[start Materials provided]
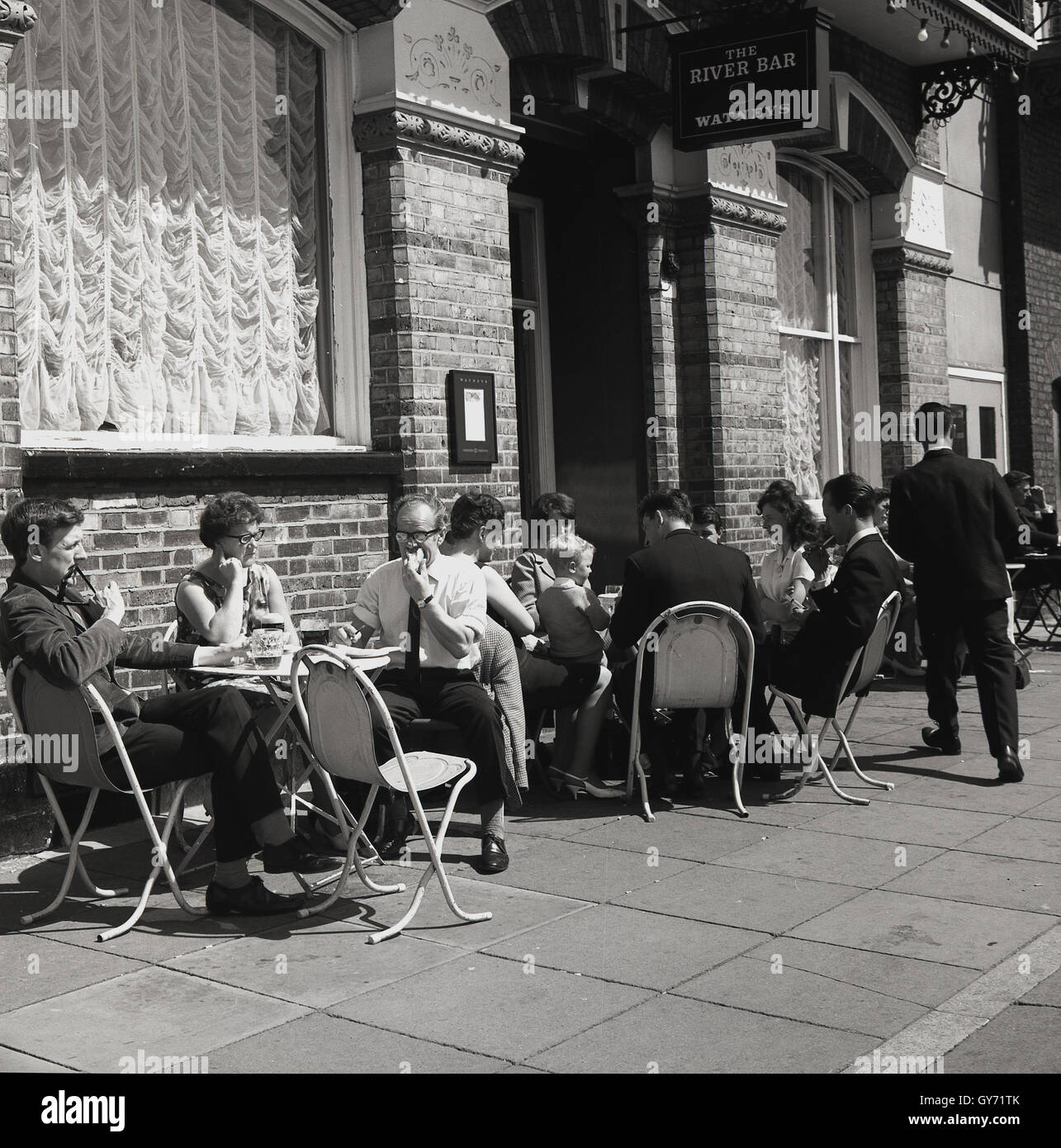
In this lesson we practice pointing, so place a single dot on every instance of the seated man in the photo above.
(71, 639)
(813, 666)
(675, 567)
(433, 608)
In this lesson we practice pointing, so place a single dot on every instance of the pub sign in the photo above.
(732, 84)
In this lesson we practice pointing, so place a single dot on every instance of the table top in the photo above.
(364, 659)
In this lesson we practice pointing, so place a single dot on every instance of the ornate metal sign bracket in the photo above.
(945, 88)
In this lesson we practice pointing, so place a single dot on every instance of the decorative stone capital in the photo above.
(746, 215)
(381, 130)
(17, 17)
(899, 259)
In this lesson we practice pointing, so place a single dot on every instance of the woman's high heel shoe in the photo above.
(576, 785)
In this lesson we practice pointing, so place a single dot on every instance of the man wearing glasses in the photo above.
(433, 609)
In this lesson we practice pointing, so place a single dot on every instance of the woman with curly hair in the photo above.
(785, 576)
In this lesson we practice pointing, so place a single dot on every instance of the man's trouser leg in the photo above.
(940, 630)
(199, 732)
(985, 629)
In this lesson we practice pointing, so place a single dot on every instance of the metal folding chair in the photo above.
(46, 711)
(335, 711)
(861, 670)
(702, 650)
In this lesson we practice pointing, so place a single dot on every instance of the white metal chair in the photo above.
(45, 711)
(702, 650)
(861, 670)
(335, 711)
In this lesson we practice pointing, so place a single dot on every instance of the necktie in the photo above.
(412, 654)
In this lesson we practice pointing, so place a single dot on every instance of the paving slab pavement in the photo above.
(797, 941)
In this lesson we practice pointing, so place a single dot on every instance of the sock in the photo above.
(272, 829)
(493, 816)
(231, 874)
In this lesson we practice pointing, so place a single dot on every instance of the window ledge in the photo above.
(81, 462)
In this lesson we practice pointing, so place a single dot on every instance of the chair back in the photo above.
(701, 648)
(869, 665)
(335, 711)
(58, 723)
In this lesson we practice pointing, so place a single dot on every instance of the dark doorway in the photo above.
(595, 339)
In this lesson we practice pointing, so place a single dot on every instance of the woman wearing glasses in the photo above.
(220, 600)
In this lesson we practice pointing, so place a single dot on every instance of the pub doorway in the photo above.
(578, 334)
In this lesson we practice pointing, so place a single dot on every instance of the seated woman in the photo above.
(785, 576)
(476, 524)
(220, 600)
(552, 515)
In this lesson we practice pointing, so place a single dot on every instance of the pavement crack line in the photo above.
(945, 1027)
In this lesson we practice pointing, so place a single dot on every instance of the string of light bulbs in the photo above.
(926, 26)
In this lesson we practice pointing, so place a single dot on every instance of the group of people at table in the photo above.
(542, 639)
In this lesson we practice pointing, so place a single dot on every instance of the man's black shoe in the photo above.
(249, 900)
(296, 856)
(1010, 768)
(494, 858)
(936, 738)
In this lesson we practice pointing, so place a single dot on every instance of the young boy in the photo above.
(572, 617)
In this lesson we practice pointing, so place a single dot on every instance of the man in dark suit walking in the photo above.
(953, 518)
(676, 566)
(813, 666)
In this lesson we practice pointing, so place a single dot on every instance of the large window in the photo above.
(827, 341)
(173, 232)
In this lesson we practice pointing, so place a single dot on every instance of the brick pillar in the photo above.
(912, 341)
(24, 821)
(731, 358)
(440, 296)
(655, 215)
(17, 20)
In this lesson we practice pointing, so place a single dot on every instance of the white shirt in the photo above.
(458, 588)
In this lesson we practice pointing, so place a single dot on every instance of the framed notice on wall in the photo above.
(472, 425)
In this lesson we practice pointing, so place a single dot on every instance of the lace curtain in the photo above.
(799, 368)
(167, 239)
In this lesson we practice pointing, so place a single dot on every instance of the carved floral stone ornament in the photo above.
(17, 17)
(447, 64)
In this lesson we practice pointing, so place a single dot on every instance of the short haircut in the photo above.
(225, 514)
(703, 515)
(473, 511)
(565, 548)
(672, 502)
(851, 491)
(931, 420)
(432, 502)
(552, 503)
(797, 515)
(47, 515)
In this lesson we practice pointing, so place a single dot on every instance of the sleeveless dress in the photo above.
(255, 600)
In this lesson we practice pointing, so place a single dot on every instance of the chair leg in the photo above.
(434, 850)
(637, 764)
(352, 859)
(845, 748)
(808, 768)
(73, 859)
(162, 865)
(737, 766)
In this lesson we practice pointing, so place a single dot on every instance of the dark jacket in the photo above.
(682, 567)
(953, 518)
(36, 627)
(817, 660)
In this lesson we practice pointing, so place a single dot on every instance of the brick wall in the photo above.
(440, 297)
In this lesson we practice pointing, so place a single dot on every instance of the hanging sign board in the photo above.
(741, 83)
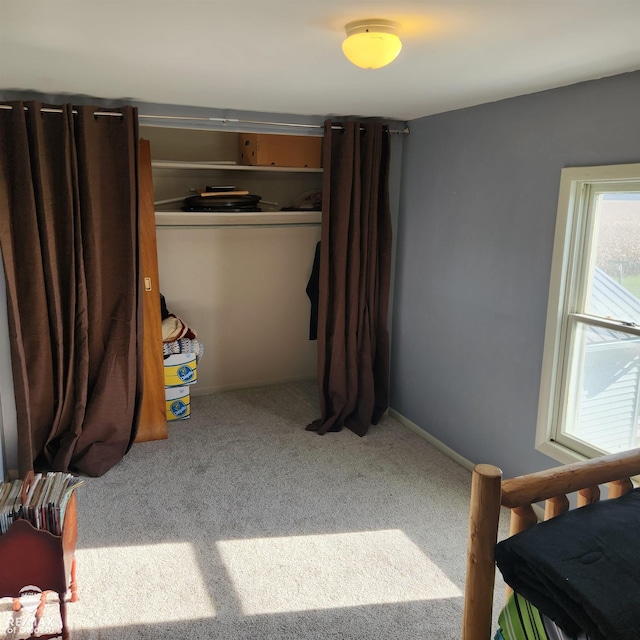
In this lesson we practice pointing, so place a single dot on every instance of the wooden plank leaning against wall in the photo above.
(153, 420)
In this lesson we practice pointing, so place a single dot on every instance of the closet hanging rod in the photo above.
(223, 121)
(268, 123)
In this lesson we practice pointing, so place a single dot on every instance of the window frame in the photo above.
(571, 259)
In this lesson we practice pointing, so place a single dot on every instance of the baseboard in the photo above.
(434, 442)
(199, 390)
(448, 451)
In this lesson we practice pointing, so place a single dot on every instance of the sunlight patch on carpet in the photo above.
(305, 573)
(145, 584)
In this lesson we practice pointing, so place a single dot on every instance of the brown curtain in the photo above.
(355, 265)
(69, 241)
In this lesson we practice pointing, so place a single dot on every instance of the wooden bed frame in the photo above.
(489, 492)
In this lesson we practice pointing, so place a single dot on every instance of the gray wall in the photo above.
(477, 218)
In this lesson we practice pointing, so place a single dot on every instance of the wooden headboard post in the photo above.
(484, 515)
(552, 486)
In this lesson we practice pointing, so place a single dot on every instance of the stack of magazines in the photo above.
(41, 499)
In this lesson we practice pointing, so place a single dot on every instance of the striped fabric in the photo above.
(520, 620)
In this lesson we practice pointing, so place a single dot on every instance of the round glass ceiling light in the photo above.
(372, 43)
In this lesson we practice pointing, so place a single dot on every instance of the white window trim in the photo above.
(563, 268)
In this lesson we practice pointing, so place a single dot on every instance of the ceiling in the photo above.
(284, 56)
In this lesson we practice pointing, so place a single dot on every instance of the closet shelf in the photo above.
(176, 164)
(223, 219)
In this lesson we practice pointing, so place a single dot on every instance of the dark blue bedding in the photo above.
(582, 569)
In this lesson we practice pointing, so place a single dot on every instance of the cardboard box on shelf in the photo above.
(180, 369)
(178, 401)
(267, 149)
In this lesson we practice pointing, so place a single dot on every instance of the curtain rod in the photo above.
(224, 121)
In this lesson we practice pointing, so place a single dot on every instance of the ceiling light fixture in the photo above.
(372, 43)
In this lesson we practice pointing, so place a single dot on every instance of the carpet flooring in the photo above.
(242, 525)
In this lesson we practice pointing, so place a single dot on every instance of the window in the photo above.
(590, 386)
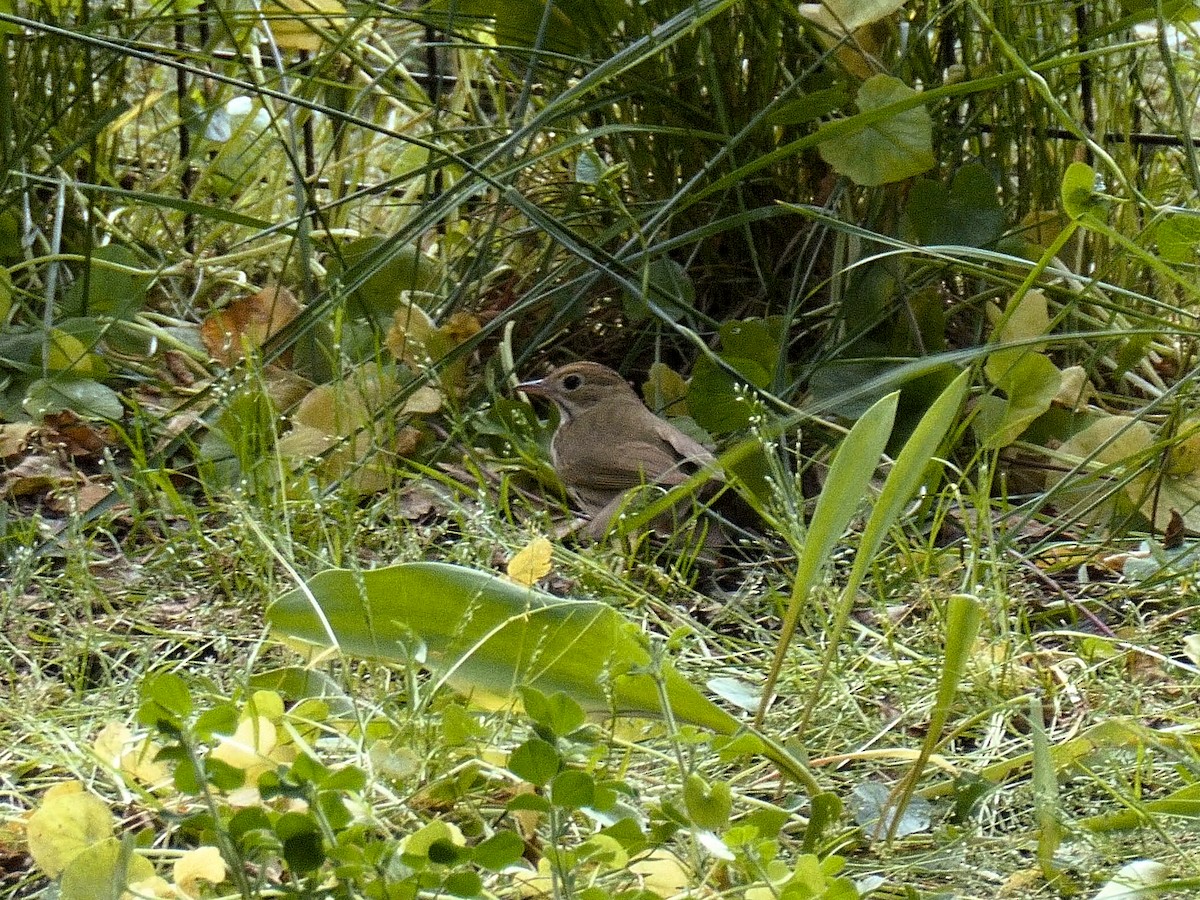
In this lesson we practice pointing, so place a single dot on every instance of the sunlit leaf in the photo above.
(531, 563)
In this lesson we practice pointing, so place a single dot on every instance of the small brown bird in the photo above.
(609, 443)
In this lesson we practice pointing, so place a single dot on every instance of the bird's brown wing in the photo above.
(688, 455)
(617, 467)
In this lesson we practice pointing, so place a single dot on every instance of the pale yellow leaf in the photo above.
(203, 864)
(67, 822)
(531, 563)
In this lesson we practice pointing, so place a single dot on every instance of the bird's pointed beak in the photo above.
(537, 389)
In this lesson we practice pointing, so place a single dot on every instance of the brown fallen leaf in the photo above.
(247, 323)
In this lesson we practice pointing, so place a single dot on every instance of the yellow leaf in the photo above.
(197, 865)
(67, 822)
(250, 745)
(531, 563)
(155, 886)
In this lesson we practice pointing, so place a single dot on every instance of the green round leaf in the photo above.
(499, 851)
(892, 149)
(573, 790)
(535, 761)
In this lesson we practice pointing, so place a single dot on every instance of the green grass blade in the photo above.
(856, 461)
(905, 478)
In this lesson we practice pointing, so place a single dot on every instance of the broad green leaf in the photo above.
(117, 285)
(382, 293)
(850, 15)
(1183, 803)
(102, 870)
(708, 804)
(809, 107)
(846, 486)
(490, 637)
(717, 401)
(892, 149)
(1025, 317)
(83, 396)
(1031, 385)
(967, 214)
(589, 168)
(1179, 238)
(910, 468)
(1078, 191)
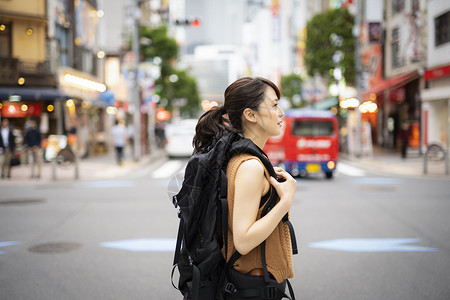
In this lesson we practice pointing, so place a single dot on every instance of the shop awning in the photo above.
(390, 83)
(32, 93)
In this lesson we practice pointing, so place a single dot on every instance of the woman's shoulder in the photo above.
(247, 163)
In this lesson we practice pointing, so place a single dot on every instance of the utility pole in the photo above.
(359, 73)
(136, 94)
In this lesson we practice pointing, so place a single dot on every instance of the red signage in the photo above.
(437, 73)
(20, 110)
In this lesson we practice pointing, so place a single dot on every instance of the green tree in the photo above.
(291, 85)
(180, 85)
(320, 49)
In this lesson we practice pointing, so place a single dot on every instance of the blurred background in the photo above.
(76, 66)
(112, 91)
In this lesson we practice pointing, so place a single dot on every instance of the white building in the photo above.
(436, 93)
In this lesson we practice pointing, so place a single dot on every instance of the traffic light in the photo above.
(194, 22)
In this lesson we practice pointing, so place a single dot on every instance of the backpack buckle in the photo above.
(230, 288)
(269, 292)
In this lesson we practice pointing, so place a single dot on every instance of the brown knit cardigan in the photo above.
(278, 244)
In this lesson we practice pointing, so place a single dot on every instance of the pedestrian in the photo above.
(119, 134)
(130, 129)
(33, 140)
(7, 147)
(405, 132)
(251, 107)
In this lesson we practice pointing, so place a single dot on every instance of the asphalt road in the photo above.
(360, 236)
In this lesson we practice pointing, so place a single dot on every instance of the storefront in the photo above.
(398, 101)
(436, 106)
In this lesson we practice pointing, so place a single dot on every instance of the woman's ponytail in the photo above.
(210, 126)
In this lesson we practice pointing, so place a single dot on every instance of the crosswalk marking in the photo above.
(172, 167)
(168, 169)
(349, 170)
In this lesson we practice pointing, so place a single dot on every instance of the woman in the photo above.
(252, 108)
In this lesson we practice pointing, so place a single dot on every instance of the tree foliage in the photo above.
(166, 48)
(320, 49)
(291, 85)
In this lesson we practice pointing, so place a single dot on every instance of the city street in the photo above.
(361, 235)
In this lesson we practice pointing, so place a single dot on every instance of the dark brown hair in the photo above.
(244, 93)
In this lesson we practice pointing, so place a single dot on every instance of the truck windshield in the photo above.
(312, 128)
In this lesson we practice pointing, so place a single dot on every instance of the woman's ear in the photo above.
(249, 115)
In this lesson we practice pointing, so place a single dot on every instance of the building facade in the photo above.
(436, 87)
(50, 68)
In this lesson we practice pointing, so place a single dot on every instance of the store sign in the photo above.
(397, 95)
(20, 110)
(437, 73)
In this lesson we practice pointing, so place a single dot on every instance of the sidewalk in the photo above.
(389, 162)
(99, 167)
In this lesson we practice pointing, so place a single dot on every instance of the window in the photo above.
(415, 6)
(442, 29)
(397, 6)
(61, 35)
(395, 46)
(5, 39)
(312, 128)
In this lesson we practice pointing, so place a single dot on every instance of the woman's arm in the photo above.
(248, 232)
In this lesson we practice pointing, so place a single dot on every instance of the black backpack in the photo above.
(203, 213)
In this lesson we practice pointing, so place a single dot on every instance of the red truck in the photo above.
(308, 144)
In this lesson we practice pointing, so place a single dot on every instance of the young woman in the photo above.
(251, 107)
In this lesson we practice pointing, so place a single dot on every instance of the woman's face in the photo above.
(270, 113)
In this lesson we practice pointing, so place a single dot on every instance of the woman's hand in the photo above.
(285, 189)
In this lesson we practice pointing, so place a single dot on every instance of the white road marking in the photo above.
(168, 169)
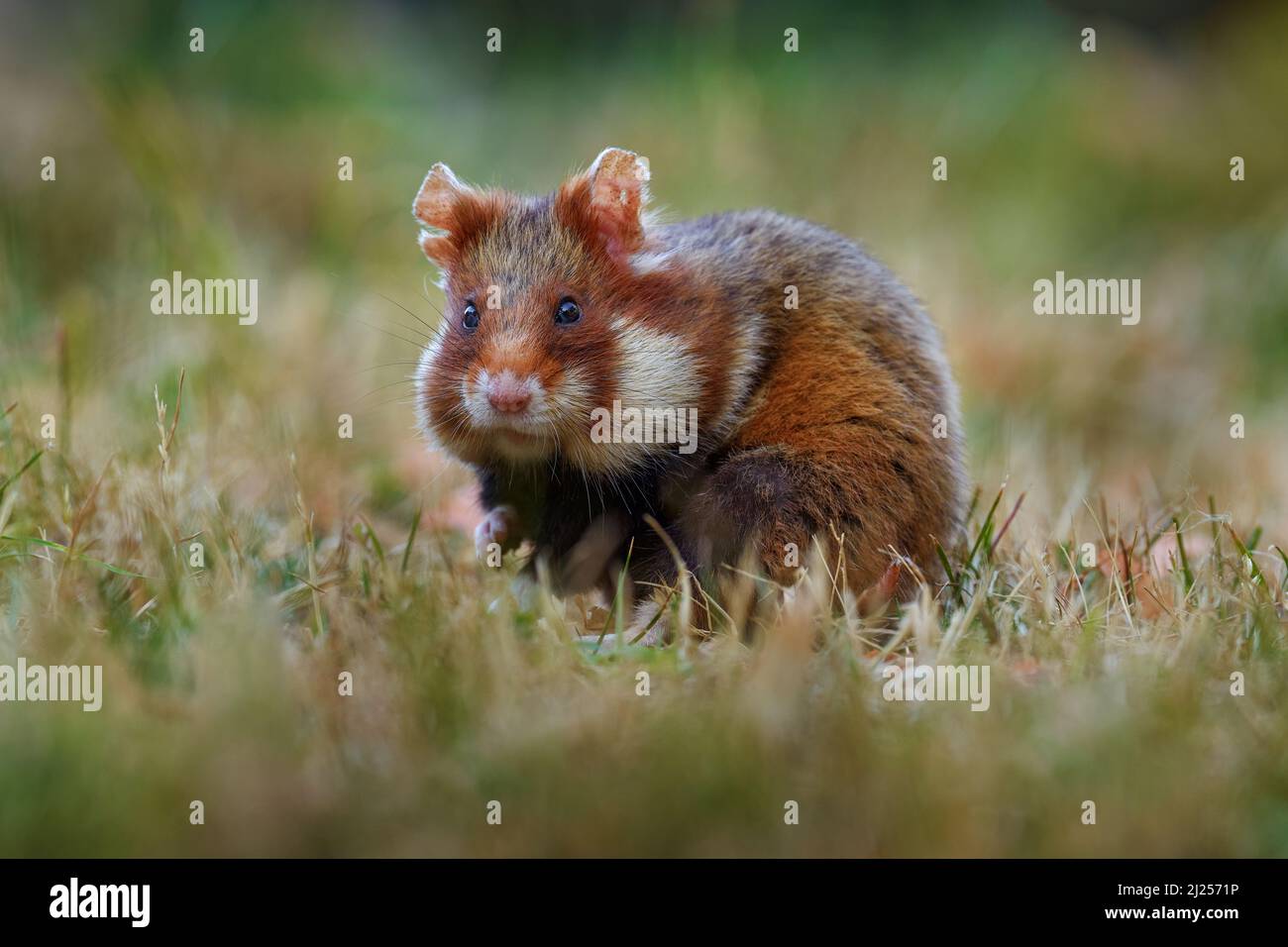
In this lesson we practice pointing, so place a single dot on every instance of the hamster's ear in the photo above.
(618, 191)
(438, 206)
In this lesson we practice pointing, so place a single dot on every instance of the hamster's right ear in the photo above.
(439, 206)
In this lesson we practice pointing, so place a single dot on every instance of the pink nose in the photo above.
(507, 394)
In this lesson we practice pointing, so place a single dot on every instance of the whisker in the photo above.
(404, 309)
(393, 335)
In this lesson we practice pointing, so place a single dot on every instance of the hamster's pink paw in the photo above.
(494, 527)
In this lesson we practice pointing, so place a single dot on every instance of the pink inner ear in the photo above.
(616, 206)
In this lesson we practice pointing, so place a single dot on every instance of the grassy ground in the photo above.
(1111, 681)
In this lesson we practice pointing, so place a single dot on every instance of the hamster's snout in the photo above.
(509, 394)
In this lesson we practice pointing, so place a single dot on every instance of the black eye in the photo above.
(567, 312)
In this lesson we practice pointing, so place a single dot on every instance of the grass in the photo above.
(222, 684)
(1111, 667)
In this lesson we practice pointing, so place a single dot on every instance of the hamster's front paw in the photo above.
(494, 527)
(651, 625)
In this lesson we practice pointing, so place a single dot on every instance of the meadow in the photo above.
(193, 521)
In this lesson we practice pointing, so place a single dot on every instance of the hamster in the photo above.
(824, 408)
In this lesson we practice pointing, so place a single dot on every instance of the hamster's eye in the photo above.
(567, 312)
(471, 320)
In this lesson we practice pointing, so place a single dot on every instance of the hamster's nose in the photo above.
(507, 394)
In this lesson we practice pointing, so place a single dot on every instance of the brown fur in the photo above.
(814, 421)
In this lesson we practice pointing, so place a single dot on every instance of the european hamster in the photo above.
(822, 399)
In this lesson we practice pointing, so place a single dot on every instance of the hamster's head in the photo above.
(552, 316)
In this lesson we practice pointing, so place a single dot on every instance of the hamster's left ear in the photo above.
(446, 205)
(617, 193)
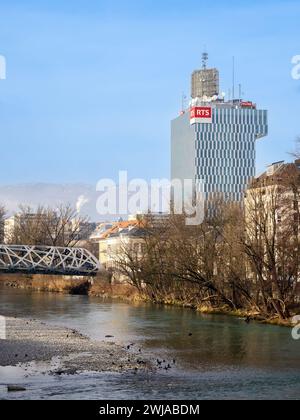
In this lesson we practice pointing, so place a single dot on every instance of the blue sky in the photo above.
[end Materials provided]
▸ Directions: In the stretch from the line containing "hamster's nose in the photo above." through the end of the material, rename "photo" to "image" and leave everything else unchanged. Omit the pictures from your answer.

▸ Task output:
In this lesson we practice pointing, so place a single dot on every instance of the hamster's nose in the image above.
(507, 394)
In this lesson we practice pointing, so place a single dot on every instance of the brown fur in the image above.
(814, 421)
In this lesson we practice pointing, so place a single dot on every instance of the european hamster in the image above.
(822, 399)
In this lesson we practice pointing, so place a single dot on every instance of the hamster's head in the image above.
(552, 316)
In this lesson we practice pointing, so place a single dot on every instance of the hamster's left ear in the image above.
(446, 205)
(617, 193)
In this lesson we practice pointing, so place a single dot on every instance of the blue sky in the image above.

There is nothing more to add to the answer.